- [TASK INSTRUCTIONS]: Match the string "black" against each line below, and copy every line that matches.

╔══

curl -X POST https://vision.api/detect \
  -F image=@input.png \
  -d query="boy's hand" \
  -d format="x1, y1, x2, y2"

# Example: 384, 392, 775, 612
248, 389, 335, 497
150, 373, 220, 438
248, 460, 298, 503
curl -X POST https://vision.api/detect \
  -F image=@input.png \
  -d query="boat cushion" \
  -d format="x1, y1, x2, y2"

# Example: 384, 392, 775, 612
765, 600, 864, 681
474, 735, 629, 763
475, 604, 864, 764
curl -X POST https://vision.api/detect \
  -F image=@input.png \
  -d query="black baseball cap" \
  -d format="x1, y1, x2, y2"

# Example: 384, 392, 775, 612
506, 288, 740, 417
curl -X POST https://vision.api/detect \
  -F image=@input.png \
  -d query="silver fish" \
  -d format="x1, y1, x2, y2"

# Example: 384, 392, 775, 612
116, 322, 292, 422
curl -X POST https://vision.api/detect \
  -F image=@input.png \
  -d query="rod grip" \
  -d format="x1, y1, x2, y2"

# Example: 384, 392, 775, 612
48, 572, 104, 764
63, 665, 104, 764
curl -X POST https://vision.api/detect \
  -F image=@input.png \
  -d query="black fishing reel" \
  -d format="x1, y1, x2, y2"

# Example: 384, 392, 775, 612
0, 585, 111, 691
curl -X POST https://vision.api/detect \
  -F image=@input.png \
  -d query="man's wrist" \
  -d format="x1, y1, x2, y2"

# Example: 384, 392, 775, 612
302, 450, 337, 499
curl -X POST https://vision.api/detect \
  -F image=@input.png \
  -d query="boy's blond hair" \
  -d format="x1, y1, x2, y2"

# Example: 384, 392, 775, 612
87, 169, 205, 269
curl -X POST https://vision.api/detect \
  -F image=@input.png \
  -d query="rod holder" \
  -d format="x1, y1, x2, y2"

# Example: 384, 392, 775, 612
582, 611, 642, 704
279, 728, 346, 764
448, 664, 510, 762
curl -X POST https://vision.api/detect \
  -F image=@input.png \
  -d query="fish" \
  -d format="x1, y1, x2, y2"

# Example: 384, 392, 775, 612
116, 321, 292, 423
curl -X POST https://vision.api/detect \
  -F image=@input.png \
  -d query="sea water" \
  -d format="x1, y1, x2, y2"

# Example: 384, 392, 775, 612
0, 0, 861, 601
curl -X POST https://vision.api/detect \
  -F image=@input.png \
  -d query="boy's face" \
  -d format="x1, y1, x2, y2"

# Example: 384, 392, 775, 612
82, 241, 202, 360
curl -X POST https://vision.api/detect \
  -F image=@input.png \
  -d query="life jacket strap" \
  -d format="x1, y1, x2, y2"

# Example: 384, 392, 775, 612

╚══

- [TASK ANSWER]:
  -d query="black baseball cap" \
  -d query="black fishing reel" \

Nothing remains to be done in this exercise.